--- START SELECTED TEXT ---
Last Friday I had a post about the Justice Department’s dismissal of a public corruption case against New Mexico governor Bill Richardson. The AP reported that sources within Justice said the investigation had been killed in Washington. More evidence of that possibility comes from a letter sent by the U.S. Attorney in New Mexico, Gregory Fouratt, who is not an Obama political appointee, but a career lawyer appointed by the federal judges in his circuit to fill the vacancy in the U.S. Attorney’s office.

The purpose of the letter was to notify Richardson and his political donor, a company called CDR, that the “United States will not seek to bring charges.” But the letter goes on to say that CDR and its officers “made substantial contributions to Governor Richardson’s political organization during the time that the company sought financial work” with the state government and “pressure from the governor’s office resulted in the corruption of the procurement process so that CDR would be awarded such work.” The notification letter “is not to be interpreted as an exoneration of any party’s conduct.”

This is a very unusual letter, as anyone who has worked at the Justice Department can tell you. If one takes the innocent view, it could mean that Fouratt was telling the defendants that he knows they acted corruptly and illegally but they just got by with it because he does not have quite enough evidence to go to a jury with, but he is keeping his eye on them.

On the other hand, if you take a more cynical and jaundiced view, especially given the apparent political nature of many decisions in the Holder DOJ, the content of this letter supposedly clearing Richardson provides evidence that the AP story was correct and it was not the decision of the U.S. Attorney to dismiss this case. Fouratt came as close as he could to saying that in the letter without doing so directly. You don’t have to do much reading between the lines to see that Fouratt may have been angry about being told by his political bosses in D.C. to dismiss an investigation that had revealed “corruption of the procurement process” by the governor’s office.

But none of the media denizens of the press like the Washington Post or the New York Times are interested in this story from any standpoint other than reporting that Richardson, a political ally of President Obama, is now free and clear of a federal investigation because of claimed intervention by the president’s political appointees at Justice.

Cross-posted at The Corner.

Where’s the Outrage?

Author: Hans Von Spakovsky
08.28.09

Given the apparent political motivations behind so many of the recent decisions at the Department of Justice (DOJ) — from the dismissal of the voter-intimidation case against the New Black Panther Party to the re-investigation of CIA interrogators after DOJ prosecutors had already reviewed the matter and decided there was no reason for further criminal prosecution — the latest news about the dropping of the investigation against New Mexico governor Bill Richardson, Obama’s former nominee to be commerce secretary, raises a lot of questions. The Associated Press report cites a DOJ source saying that the investigation of pay-to-play allegations involving one of the governor’s largest political donors “was killed in Washington” by top DOJ officials.
--- END SELECTED TEXT ---
• [STATED GOAL A]:
Decide whether each statement agrees with the post on the Richardson investigation. For each, answer yes or no and quote the words of the post that settle it.
(i) Gregory Fouratt is an Obama political appointee.
(ii) The letter says it should not be read as clearing anyone's conduct.
(iii) CDR is described as a political donor to Richardson.
• [STATED GOAL B]:
Turn the paragraph of the post on the Richardson investigation that begins "The purpose of the letter was" into a short list that keeps its main facts.
• [STATED GOAL C]:
From the post on the Richardson investigation, reproduce the stretch from "But none of" through "at The Corner.".
The listing that comes after this post on the Richardson investigation is not needed for any of the work.
--- START MATERIAL ---
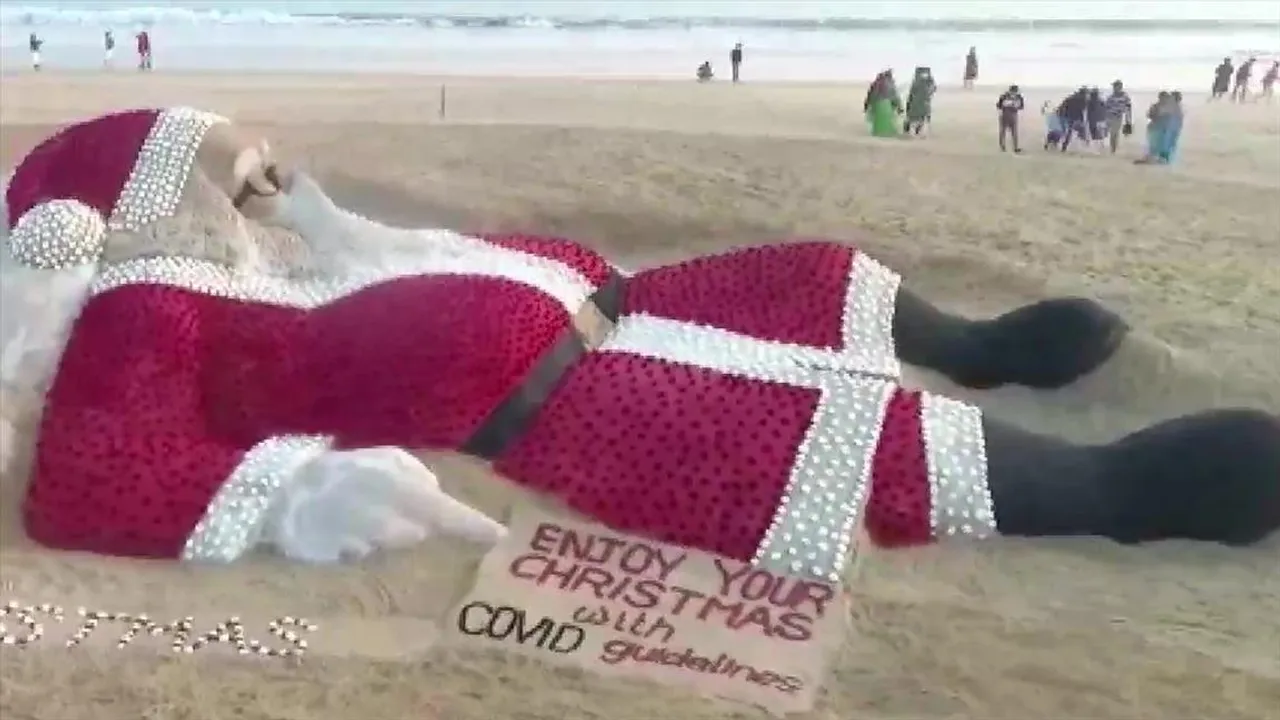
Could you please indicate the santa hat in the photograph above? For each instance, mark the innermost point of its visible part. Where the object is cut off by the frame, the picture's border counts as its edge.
--- END MATERIAL ---
• [TASK OUTPUT A]:
(i) No: "who is not an Obama political appointee"
(ii) Yes: "is not to be interpreted as an exoneration of any party’s conduct."
(iii) Yes: "his political donor, a company called CDR"

• [TASK OUTPUT B]:
- The letter told Richardson and his donor, the company CDR, that the United States would not bring charges.
- It said CDR and its officers made substantial contributions to Richardson's political organization while the company sought financial work with the state.
- It said pressure from the governor's office corrupted the procurement process so that CDR would win that work.
- It stated that it was not to be taken as exonerating anyone's conduct.

• [TASK OUTPUT C]:
But none of the media denizens of the press like the Washington Post or the New York Times are interested in this story from any standpoint other than reporting that Richardson, a political ally of President Obama, is now free and clear of a federal investigation because of claimed intervention by the president’s political appointees at Justice.

Cross-posted at The Corner.